Texto fornecido:
※ ※ ※

O esgotamento dos recursos, as crises populacionais, económica, de valores, a corrupção do poder e o crescendo do caos climático serão, a meu ver, os factores que irão provocar uma longa e contínua revolução social nas próximas décadas, que penso que será, algo mais extremo do que as revoluções do passado século. Mas relembro, esta é apenas a minha especulação.


----------



## Iceberg (30 Jan 2010 às 14:50)

Muito boa esta contribuição do nosso colega irpsit, em que conseguiu condensar em poucas linhas uma perspectiva climática, e ao mesmo tempo socialmente global, da sua opinião sobre a evolução futura do clima na Terra, e as suas consequências na acyual sociedade moderna.

Quando muitos se queixam de muita _palha _neste forum (de facto, muitas vezes, isto é apenas um chat, para a malta coleccionar mensagens), sempre que se lançam temas de discussão, as respostas são normalmente muito escassas. 

Embora isto também tem a ver com o número de aficionados de meteorologia no nosso país, que é directamente proporcional ao tamanho da sua população, em comparação com o nosso país vizinho.

Nos foruns espanhóis, tambem existe apenas _palha_, sim senhor, mas também muitos e interessantes temas de discussão, com grandes contributos dos seus membros.

Vamos todos continuar a lutar para que este nosso meteopt também siga esa orientação de mais discussão e temas lançados para troca de opiniões e argumentos.


----------

※ ※ ※

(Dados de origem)
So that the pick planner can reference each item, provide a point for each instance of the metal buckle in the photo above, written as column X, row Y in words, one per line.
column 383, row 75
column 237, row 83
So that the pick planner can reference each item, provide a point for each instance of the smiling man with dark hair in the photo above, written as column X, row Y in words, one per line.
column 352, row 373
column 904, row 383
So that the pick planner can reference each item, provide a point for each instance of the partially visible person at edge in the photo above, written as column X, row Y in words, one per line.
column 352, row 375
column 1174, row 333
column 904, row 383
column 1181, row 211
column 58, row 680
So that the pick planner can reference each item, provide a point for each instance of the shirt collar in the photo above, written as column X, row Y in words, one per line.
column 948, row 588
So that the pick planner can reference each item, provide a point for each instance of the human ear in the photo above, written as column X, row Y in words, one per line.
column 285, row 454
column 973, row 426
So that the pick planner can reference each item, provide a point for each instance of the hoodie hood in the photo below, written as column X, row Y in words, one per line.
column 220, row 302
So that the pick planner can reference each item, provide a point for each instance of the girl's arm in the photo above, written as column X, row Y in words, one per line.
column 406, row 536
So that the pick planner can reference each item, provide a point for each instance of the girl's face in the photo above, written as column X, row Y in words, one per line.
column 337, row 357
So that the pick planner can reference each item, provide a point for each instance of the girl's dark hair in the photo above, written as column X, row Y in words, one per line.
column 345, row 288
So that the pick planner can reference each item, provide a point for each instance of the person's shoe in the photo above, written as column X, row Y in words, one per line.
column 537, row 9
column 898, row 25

※ ※ ※

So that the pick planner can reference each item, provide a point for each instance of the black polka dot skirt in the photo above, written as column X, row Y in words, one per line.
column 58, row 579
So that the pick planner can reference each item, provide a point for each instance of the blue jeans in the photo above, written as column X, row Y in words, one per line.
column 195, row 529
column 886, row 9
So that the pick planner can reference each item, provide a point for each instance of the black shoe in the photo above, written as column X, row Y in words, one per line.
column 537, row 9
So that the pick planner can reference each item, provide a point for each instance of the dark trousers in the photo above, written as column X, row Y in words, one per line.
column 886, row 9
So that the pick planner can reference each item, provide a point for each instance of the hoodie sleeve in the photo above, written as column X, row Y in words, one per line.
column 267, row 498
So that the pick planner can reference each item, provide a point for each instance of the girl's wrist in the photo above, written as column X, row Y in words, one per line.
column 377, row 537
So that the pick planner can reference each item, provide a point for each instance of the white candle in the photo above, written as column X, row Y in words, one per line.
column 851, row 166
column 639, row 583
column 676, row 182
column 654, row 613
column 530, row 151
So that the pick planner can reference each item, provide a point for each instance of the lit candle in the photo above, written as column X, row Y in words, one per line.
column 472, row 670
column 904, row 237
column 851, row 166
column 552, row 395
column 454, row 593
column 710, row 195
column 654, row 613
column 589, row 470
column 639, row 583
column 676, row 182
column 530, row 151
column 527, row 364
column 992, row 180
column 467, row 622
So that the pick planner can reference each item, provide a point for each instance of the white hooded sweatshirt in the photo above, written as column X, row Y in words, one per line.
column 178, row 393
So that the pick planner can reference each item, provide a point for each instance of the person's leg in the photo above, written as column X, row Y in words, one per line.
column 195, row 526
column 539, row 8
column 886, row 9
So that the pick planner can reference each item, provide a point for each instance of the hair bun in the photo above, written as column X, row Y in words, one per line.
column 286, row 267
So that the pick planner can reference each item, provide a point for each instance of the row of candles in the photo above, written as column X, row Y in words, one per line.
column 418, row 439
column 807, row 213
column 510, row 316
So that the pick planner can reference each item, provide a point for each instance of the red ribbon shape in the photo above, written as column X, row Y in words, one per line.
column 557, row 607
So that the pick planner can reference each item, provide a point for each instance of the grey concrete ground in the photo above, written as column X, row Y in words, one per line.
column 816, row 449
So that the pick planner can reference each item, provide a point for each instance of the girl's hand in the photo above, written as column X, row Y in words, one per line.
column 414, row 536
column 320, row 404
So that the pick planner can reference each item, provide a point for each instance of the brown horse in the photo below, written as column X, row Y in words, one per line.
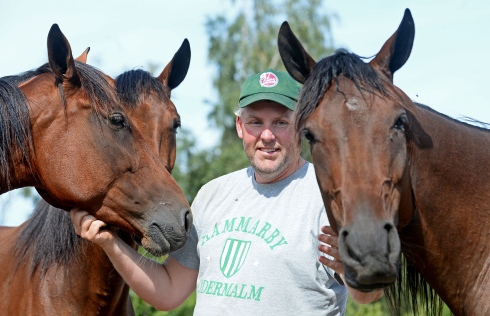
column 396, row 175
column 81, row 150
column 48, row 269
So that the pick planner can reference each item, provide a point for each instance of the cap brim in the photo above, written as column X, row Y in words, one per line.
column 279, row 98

※ ※ ※

Enunciado 1: Substitui "contribuição" por "mensagem" e reproduz o trecho do texto fornecido que começa em "## Iceberg (30" e vai até "acyual sociedade moderna.".
Enunciado 2: Podes reescrever como tabela Markdown, com as colunas Número e Conteúdo, as linhas dos registos que começam na linha com "the girl's wrist" e vão até à linha com "column 377, row 537", ambas incluídas e sem as linhas em branco?

Resolução 1:
## Iceberg (30 Jan 2010 às 14:50)

Muito boa esta mensagem do nosso colega irpsit, em que conseguiu condensar em poucas linhas uma perspectiva climática, e ao mesmo tempo socialmente global, da sua opinião sobre a evolução futura do clima na Terra, e as suas consequências na acyual sociedade moderna.

Resolução 2:
| Número | Conteúdo |
|---|---|
| 1 | So that the pick planner can reference each item, provide a point for each instance of the girl's wrist in the photo above, written as column X, row Y in words, one per line. |
| 2 | column 377, row 537 |